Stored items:
▬▬▬
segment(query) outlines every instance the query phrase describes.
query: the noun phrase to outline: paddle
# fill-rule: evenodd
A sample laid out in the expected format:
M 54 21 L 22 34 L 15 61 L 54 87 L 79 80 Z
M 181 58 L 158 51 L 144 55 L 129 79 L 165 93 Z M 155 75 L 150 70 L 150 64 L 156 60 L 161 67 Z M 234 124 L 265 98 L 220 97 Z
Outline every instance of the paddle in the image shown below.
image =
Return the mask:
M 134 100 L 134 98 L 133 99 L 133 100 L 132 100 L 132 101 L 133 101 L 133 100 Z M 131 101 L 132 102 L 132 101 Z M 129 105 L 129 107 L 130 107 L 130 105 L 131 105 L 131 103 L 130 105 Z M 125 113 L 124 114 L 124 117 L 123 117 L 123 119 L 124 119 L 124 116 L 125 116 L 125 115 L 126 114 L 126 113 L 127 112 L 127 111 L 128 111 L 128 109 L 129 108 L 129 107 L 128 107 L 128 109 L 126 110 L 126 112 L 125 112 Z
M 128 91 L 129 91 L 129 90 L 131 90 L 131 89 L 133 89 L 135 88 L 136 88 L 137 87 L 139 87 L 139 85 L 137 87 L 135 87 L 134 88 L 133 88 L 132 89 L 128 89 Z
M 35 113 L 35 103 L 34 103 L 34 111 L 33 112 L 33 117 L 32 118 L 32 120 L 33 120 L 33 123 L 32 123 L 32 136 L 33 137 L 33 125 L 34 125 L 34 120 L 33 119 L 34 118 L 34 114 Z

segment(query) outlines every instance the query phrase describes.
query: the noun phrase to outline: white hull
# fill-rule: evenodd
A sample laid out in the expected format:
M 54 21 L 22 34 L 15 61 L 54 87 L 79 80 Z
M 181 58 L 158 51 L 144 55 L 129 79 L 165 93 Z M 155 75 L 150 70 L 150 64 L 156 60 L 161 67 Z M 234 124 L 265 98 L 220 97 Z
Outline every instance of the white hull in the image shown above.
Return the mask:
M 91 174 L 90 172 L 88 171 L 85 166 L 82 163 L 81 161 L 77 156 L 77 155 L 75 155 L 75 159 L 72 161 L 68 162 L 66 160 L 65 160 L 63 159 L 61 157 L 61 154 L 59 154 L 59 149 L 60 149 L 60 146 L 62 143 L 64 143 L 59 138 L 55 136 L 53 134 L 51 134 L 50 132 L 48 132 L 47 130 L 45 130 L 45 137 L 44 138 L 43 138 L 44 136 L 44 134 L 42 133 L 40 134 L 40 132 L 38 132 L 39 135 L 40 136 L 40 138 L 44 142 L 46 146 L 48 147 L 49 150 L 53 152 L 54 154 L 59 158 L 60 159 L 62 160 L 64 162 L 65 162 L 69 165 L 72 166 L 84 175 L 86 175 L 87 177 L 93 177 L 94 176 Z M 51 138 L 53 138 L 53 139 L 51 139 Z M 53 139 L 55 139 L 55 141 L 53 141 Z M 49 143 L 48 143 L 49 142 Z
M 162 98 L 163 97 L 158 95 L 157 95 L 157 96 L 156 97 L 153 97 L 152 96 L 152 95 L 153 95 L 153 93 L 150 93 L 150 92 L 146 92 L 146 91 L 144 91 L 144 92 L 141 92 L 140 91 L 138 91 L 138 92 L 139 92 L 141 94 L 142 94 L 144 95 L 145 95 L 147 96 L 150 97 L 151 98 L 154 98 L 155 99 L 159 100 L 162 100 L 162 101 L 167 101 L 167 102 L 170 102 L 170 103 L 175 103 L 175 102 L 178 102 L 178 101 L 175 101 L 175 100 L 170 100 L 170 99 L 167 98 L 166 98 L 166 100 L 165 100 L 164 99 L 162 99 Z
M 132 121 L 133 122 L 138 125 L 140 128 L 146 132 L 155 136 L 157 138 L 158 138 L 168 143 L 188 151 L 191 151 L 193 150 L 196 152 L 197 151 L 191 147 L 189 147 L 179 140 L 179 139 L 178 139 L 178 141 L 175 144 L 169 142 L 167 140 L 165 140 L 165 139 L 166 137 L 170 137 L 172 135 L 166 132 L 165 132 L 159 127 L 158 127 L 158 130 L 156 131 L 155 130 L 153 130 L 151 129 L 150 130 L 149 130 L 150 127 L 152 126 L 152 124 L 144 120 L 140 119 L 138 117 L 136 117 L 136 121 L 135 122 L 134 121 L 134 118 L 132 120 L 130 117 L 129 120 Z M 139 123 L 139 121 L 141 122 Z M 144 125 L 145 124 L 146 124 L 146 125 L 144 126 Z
▬▬▬
### Task goal
Nothing in the listing may be changed; retype it all exactly.

### Response for this exercise
segment(query) outlines every instance the query phrase describes.
query: the noun phrase to outline: paddle
# fill-rule: evenodd
A sample laid out in the expected format:
M 54 21 L 22 34 L 15 61 L 54 87 L 79 80 Z
M 181 58 L 158 51 L 144 55 L 129 79 L 165 93 Z M 155 75 L 150 70 L 150 64 L 156 60 L 161 67 Z M 234 124 L 265 98 L 220 97 Z
Outline every instance of the paddle in the image shown below.
image =
Return the mask:
M 134 100 L 134 98 L 133 99 L 133 100 L 132 100 L 132 101 L 133 101 L 133 100 Z M 131 101 L 132 102 L 132 101 Z M 129 105 L 129 107 L 130 107 L 130 105 L 131 105 L 131 103 L 130 105 Z M 125 113 L 124 114 L 124 117 L 123 117 L 123 119 L 124 119 L 124 116 L 125 116 L 125 115 L 126 114 L 126 113 L 127 112 L 127 111 L 128 111 L 128 109 L 129 108 L 129 107 L 128 107 L 128 109 L 126 110 L 126 112 L 125 112 Z
M 128 91 L 129 91 L 129 90 L 131 90 L 131 89 L 133 89 L 135 88 L 136 88 L 137 87 L 139 87 L 139 85 L 137 87 L 135 87 L 134 88 L 133 88 L 132 89 L 128 89 Z
M 35 113 L 35 103 L 34 103 L 34 111 L 33 112 L 33 117 L 32 118 L 32 120 L 33 120 L 33 123 L 32 123 L 32 136 L 33 137 L 33 125 L 34 125 L 34 120 L 33 119 L 34 118 L 34 114 Z

segment(query) outlines every instance the query phrase describes.
query: the noun phrase to outline: white hull
# fill-rule: evenodd
A sample laid out in the expected format:
M 54 21 L 22 34 L 15 61 L 54 87 L 79 80 Z
M 181 58 L 158 51 L 144 55 L 129 79 L 165 93 Z M 155 75 L 150 70 L 150 64 L 156 60 L 161 67 Z M 234 124 L 265 98 L 220 97 Z
Outline every instance of the white hull in the image shown above.
Return the mask:
M 91 174 L 90 172 L 88 171 L 85 166 L 82 163 L 81 161 L 77 156 L 77 155 L 75 155 L 75 159 L 72 161 L 68 162 L 66 160 L 65 160 L 63 159 L 61 157 L 61 154 L 59 154 L 59 149 L 60 149 L 60 146 L 62 143 L 64 143 L 59 138 L 55 136 L 53 134 L 51 134 L 50 132 L 48 132 L 47 130 L 45 130 L 45 137 L 44 138 L 43 138 L 44 136 L 44 134 L 42 133 L 40 134 L 40 132 L 38 132 L 39 135 L 40 136 L 40 138 L 44 142 L 46 146 L 48 147 L 49 150 L 53 152 L 54 154 L 59 158 L 60 159 L 62 160 L 64 162 L 65 162 L 69 165 L 72 166 L 84 175 L 86 175 L 87 177 L 93 177 L 94 176 Z M 51 138 L 53 138 L 53 139 L 51 139 Z M 53 139 L 55 139 L 55 141 L 53 141 Z M 49 143 L 48 143 L 49 142 Z
M 162 98 L 163 97 L 158 95 L 157 95 L 157 96 L 156 97 L 153 97 L 152 96 L 152 95 L 153 95 L 153 93 L 150 93 L 150 92 L 146 92 L 146 91 L 144 91 L 144 92 L 141 92 L 140 91 L 138 91 L 138 92 L 139 92 L 141 94 L 142 94 L 144 95 L 145 95 L 147 96 L 150 97 L 151 98 L 154 98 L 155 99 L 159 100 L 162 100 L 162 101 L 167 101 L 167 102 L 170 102 L 170 103 L 175 103 L 175 102 L 178 102 L 178 101 L 175 101 L 175 100 L 170 100 L 170 99 L 167 98 L 166 98 L 166 100 L 165 100 L 164 99 L 162 99 Z
M 132 121 L 133 122 L 138 125 L 140 128 L 146 132 L 155 136 L 157 138 L 158 138 L 168 143 L 188 151 L 191 151 L 193 150 L 196 152 L 197 151 L 191 147 L 189 147 L 179 140 L 179 139 L 178 139 L 178 141 L 175 144 L 169 142 L 167 140 L 165 140 L 165 139 L 166 137 L 170 137 L 172 135 L 166 132 L 165 132 L 159 127 L 158 127 L 158 130 L 156 131 L 155 130 L 153 130 L 151 129 L 150 130 L 149 130 L 150 127 L 152 126 L 152 124 L 144 120 L 140 119 L 138 117 L 136 117 L 136 121 L 135 122 L 134 121 L 134 118 L 132 120 L 130 117 L 129 120 Z M 139 123 L 139 121 L 141 122 Z M 144 125 L 145 124 L 146 124 L 146 125 L 144 126 Z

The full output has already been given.